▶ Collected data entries
########

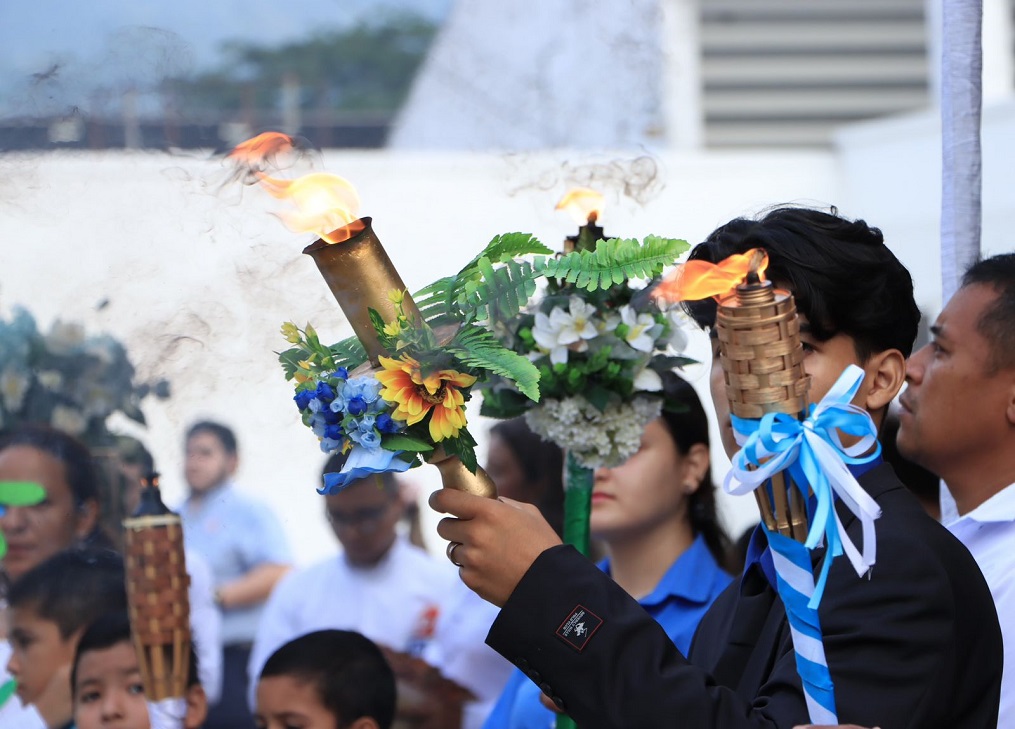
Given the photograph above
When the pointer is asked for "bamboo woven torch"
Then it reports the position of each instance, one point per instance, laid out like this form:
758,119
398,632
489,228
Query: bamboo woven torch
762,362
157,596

########

▶ What you need to do
Reproduce each of the entries above line for line, keeping every word and number unchanged. Leave out the pictures.

▶ Reply to the task
Given the photograph above
When the pointer is asked for "bamboo woven torch"
Then it reports the position of each instance, one point per instance, laid out like this form:
758,119
398,632
489,228
Query: bamboo woven torch
762,362
157,596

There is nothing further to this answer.